**WORK TO BE COMPLETED:** Reproduce verbatim the lines of the listing from the one containing "tag the flower stem, one point per instance." through the final line of the listing, inclusive, and leave out any pictures.

**STORED ROWS:**
<<<<

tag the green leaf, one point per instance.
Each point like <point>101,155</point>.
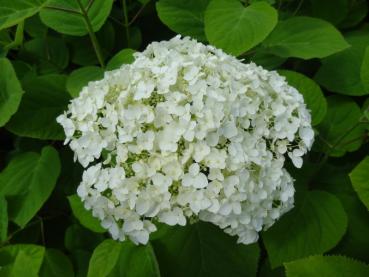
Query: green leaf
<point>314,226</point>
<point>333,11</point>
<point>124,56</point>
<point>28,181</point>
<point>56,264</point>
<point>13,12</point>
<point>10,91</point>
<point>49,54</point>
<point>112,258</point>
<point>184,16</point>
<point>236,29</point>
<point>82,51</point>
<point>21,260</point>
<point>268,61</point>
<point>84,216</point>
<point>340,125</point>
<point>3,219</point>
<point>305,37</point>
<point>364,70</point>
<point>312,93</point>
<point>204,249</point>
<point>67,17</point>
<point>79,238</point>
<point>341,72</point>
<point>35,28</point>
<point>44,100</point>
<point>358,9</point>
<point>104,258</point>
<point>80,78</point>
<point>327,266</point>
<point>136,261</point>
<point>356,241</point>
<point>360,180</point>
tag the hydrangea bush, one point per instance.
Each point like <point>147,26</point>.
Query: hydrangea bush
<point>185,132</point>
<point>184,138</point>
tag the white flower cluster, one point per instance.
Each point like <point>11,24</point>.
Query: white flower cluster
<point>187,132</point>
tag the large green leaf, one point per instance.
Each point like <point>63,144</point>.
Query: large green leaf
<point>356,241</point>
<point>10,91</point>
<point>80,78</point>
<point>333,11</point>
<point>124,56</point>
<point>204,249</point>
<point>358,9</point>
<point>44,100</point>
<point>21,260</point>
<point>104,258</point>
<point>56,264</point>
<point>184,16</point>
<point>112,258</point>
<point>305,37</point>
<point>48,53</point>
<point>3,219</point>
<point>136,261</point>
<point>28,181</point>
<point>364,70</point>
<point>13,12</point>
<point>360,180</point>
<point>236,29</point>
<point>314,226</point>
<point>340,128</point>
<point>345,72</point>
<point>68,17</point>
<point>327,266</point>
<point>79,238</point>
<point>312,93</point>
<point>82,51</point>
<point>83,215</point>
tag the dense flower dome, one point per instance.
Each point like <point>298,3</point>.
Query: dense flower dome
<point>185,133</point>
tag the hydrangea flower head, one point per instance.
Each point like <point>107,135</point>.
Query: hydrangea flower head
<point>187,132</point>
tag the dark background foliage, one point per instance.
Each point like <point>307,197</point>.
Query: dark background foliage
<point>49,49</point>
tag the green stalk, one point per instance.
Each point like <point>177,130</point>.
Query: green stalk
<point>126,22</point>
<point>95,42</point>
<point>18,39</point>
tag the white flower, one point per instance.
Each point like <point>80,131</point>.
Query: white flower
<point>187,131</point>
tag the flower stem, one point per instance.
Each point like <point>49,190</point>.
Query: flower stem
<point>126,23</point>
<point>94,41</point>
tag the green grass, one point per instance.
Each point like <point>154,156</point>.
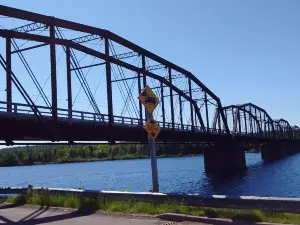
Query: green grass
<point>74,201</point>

>>>>

**TASK RESPONSE:**
tag the flower stem, one point per instance.
Each point like <point>49,190</point>.
Query: flower stem
<point>126,23</point>
<point>94,41</point>
tag the green grass, one point per instance.
Each point like <point>154,156</point>.
Query: green grass
<point>74,201</point>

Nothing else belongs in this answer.